Problem statement
Return, word for word, the stretch of rows from the one containing "like [103, 237]." through the last row, with both included.

Data listing
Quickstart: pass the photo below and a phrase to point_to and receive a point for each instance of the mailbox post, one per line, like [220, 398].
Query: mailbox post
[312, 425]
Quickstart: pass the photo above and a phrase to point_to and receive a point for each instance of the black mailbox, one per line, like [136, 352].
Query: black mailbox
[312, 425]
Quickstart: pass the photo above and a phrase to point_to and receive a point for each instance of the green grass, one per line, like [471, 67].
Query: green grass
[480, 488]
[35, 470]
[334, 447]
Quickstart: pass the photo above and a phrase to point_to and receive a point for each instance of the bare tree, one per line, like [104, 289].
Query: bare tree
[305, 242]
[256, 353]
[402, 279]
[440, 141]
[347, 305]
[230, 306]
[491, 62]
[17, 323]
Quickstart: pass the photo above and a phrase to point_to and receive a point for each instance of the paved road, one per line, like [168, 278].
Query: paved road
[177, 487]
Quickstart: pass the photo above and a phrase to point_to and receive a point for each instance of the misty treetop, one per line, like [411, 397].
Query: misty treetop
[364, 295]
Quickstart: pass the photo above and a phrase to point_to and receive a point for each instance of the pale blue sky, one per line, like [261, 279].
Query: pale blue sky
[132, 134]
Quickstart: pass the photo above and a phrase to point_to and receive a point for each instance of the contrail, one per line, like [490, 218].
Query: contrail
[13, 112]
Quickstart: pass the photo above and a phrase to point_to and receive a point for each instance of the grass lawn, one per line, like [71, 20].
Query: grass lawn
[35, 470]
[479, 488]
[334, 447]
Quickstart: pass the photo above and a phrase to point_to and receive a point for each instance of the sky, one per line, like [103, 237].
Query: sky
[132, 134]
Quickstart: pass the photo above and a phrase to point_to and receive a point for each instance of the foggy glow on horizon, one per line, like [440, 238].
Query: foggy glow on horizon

Answer to this problem
Quickstart: pass the photo above and a phrase to point_to and receive a point for each instance of the sky, one per line, like [103, 237].
Query: sky
[132, 134]
Quickstart: pass the photo above and a phrase to point_to and receive a point for each instance of the foggy glow on horizon, one per line, like [440, 238].
Query: foggy glow on horizon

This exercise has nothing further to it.